▶ EXERCISE INPUT
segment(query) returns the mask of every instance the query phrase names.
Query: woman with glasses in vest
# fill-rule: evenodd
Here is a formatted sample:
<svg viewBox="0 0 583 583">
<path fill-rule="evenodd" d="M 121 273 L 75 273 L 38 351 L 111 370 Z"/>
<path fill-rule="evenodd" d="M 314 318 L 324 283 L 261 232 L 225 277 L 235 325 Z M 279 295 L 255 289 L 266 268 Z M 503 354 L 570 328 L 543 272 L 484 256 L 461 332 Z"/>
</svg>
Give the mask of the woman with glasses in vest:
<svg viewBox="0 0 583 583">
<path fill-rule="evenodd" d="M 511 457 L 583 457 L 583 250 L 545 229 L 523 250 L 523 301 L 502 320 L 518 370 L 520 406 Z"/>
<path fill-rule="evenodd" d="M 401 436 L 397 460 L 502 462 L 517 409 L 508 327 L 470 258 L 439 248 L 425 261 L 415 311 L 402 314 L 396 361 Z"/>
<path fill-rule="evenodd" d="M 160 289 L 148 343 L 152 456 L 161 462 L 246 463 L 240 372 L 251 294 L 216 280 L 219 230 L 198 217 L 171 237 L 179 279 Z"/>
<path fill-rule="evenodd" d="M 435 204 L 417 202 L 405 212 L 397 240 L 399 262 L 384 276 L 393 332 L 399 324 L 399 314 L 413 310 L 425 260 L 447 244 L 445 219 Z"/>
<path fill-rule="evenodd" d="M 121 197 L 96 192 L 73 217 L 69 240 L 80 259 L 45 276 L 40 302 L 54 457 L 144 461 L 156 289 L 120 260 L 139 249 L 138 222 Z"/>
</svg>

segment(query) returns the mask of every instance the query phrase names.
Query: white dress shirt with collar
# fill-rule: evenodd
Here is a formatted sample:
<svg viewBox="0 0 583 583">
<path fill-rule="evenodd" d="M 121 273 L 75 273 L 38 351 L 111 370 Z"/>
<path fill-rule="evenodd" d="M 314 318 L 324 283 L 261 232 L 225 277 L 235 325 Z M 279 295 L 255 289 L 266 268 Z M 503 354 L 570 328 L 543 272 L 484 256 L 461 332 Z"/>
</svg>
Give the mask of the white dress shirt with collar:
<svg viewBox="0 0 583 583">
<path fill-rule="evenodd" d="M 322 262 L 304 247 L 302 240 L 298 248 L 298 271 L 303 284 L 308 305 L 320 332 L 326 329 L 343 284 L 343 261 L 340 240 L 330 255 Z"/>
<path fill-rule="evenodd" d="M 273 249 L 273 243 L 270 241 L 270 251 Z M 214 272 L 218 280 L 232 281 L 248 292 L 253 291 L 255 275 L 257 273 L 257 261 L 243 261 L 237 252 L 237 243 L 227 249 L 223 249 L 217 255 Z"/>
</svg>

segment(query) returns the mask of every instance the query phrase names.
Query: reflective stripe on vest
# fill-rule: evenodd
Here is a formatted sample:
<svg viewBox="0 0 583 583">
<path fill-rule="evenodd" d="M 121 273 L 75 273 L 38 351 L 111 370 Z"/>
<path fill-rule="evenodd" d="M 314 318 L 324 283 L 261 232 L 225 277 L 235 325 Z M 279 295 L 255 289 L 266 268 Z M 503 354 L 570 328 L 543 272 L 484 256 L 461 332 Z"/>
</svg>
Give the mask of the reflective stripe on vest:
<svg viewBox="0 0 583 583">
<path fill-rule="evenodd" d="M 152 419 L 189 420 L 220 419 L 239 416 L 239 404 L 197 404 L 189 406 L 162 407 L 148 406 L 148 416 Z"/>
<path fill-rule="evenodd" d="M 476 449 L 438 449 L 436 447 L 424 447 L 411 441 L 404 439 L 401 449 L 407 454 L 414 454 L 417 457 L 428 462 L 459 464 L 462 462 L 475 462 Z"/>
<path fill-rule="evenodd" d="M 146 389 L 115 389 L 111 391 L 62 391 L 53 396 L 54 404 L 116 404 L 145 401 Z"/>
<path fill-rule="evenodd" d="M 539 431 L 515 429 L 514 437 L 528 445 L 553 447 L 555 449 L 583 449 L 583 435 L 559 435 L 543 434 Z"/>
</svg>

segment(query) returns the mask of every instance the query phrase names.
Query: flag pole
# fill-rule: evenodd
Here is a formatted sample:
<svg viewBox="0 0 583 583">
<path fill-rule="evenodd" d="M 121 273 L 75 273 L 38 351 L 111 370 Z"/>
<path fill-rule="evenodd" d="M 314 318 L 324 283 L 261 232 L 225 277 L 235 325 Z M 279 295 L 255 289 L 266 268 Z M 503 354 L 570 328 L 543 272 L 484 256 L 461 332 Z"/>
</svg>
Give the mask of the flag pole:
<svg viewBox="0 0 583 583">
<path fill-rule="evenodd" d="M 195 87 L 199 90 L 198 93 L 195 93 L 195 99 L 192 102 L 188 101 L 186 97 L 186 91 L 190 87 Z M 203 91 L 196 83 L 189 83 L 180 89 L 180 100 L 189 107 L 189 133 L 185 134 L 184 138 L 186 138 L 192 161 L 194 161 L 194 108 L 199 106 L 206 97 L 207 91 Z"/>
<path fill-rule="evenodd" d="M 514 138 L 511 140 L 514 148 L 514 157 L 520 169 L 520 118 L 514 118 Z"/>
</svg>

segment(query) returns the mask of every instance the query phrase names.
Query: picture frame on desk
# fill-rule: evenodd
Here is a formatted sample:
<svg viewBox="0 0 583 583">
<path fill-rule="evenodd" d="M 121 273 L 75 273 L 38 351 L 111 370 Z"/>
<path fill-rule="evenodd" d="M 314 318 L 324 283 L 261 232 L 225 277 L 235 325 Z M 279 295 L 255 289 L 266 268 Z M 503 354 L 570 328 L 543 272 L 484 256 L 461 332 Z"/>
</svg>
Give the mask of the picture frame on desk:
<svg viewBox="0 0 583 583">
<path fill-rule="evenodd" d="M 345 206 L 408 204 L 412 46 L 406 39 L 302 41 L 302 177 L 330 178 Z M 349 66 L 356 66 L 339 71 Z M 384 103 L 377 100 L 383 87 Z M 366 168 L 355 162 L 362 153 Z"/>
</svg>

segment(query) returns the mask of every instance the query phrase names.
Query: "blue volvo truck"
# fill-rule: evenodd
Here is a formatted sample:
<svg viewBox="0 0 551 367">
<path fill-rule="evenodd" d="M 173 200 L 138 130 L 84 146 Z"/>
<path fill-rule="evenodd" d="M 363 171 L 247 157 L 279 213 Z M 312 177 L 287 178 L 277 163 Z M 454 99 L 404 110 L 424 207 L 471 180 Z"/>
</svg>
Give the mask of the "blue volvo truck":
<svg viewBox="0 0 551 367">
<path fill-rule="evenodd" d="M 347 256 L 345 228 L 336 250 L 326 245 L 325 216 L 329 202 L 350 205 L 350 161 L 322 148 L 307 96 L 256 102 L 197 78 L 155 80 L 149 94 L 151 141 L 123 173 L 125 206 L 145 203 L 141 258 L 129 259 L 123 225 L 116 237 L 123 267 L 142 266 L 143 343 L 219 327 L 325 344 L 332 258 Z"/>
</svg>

▶ EXERCISE INSTRUCTIONS
Format the records as a numbered list, leaving out blank lines, beginning with the first line of the records and going on through the line that contains "435 204 L 417".

▶ RESPONSE
1. segment(query) returns the mask of every instance the query phrase names.
2. Query: woman with glasses in vest
3. # fill-rule: evenodd
4. Here is a formatted sample:
5. <svg viewBox="0 0 583 583">
6. <path fill-rule="evenodd" d="M 121 273 L 75 273 L 38 351 L 111 370 Z"/>
7. <path fill-rule="evenodd" d="M 314 318 L 324 283 L 261 232 L 225 277 L 235 325 Z M 279 295 L 255 289 L 266 268 Z M 503 354 L 570 328 L 543 272 L 484 256 L 461 332 Z"/>
8. </svg>
9. Give the mask of the woman with glasses in vest:
10. <svg viewBox="0 0 583 583">
11. <path fill-rule="evenodd" d="M 511 457 L 583 457 L 583 250 L 545 229 L 523 250 L 523 301 L 502 320 L 518 370 L 520 406 Z"/>
12. <path fill-rule="evenodd" d="M 401 436 L 397 460 L 502 462 L 517 409 L 508 327 L 470 258 L 439 248 L 425 261 L 415 311 L 402 314 L 396 361 Z"/>
13. <path fill-rule="evenodd" d="M 160 289 L 148 343 L 152 456 L 161 462 L 246 463 L 240 372 L 251 294 L 216 280 L 219 230 L 198 217 L 171 237 L 179 279 Z"/>
14. <path fill-rule="evenodd" d="M 435 204 L 417 202 L 405 212 L 397 240 L 399 262 L 384 276 L 393 332 L 399 324 L 399 314 L 413 310 L 425 260 L 447 244 L 445 219 Z"/>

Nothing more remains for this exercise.